[START OF Selection]
Fig. 4: Flow diagram of dynamic range extension Retinex model.

A Gaussian filtering of the image with large kernel for smoothing. B Logarithmic and linear transformation with gain and offset adjustment. C Contrast enhancement via linear stretch for local detail clarity.

As in Fig. 4A, the width of the image grain features is approximately 114 pixels, at least 228 × 228 kernels are required by Nyquist’s theorem, taking 4 times the safety factor gives 961 × 961 kernels, using separable convolution (splitting a 2D convolution into two 1D computations) reduces the time complexity from O(N2) to O(2 N), and noise suppression and grain continuity are better than 481 × 481 kernels. The input ancient ceramic image is smoothed by creating a Gaussian filter with a Gaussian kernel of 961 × 961, removing high-frequency noise and fine uncorrelated textures from the image. The Gaussian filtered image is then subjected to the calculation of the logarithmic ratio of each pixel value to the mean value of its surrounding region, to separate out the light and reflection components as well as to reduce the effect of light on the image and enhance the grain of the image. Figure 4B shows a linear transformation to construct a linear function and dynamically adjust the three key parameters: standard deviation, gain, and offset, according to the image requirements, enhances image details and highlights localised fading textures in the image, at the same time as adjusting the brightness of the whole image. Figure 4C shows the introduction of linear stretching, where contrast enhancement of the image is achieved by changing the range of pixel values in the image, concentrating the pixel values around 150 to enhance the contrast of the image, at the same time, linear stretching improves the clarity of the detailed parts of the image, making the details of the ornamentation, otherwise more difficult to distinguish, stand out more prominently, it makes the hierarchy of the whole image more distinct and lays a good foundation for the subsequent accurate extraction of decorations in ancient ceramic images. In the final output of the enhanced image, the overall image contrast is high, and the local details of the decorations are clearer, so the originally faded decorative part is enhanced.
[END OF Selection]
# [What is asked]
(a) In the Retinex model description, what kernel size does the Gaussian filter use to smooth the input ancient ceramic image?
(b) Can you condense the paragraph of the Retinex model description that begins "As in Fig. 4A" into a short list that keeps its main facts?
(c) Would you reproduce the part of the Retinex model description that runs from "A Gaussian filtering" up to and including "local detail clarity."?
[START OF Dataset extract]
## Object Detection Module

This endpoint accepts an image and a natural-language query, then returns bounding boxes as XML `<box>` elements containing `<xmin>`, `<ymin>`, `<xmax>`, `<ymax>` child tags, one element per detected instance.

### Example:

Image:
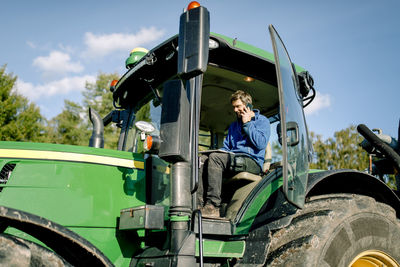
[END OF Dataset extract]
# [Responses]
(a) 961 × 961.

(b)
- Grain features are about 114 pixels wide. Nyquist's theorem requires at least a 228 × 228 kernel, and a 4× safety factor gives 961 × 961.
- Separable convolution splits the 2D convolution into two 1D computations, which lowers the time complexity. The 961 × 961 kernel suppresses noise and preserves grain continuity better than a 481 × 481 kernel.
- Gaussian filtering with the 961 × 961 kernel smooths the ancient ceramic image and removes high-frequency noise and fine uncorrelated textures.
- A logarithmic ratio of each pixel to the mean of its surrounding region separates the light and reflection components, reduces the effect of light, and enhances the grain.
- A linear transformation adjusts standard deviation, gain, and offset to enhance details, highlight locally faded textures, and set overall brightness.
- Linear stretching concentrates pixel values around 150 to raise contrast and sharpen detail. Hard-to-see ornamentation stands out, and later decoration extraction becomes more accurate.
- The final output has high contrast and clearer decorative details, so faded decorations are enhanced.

(c)
A Gaussian filtering of the image with large kernel for smoothing. B Logarithmic and linear transformation with gain and offset adjustment. C Contrast enhancement via linear stretch for local detail clarity.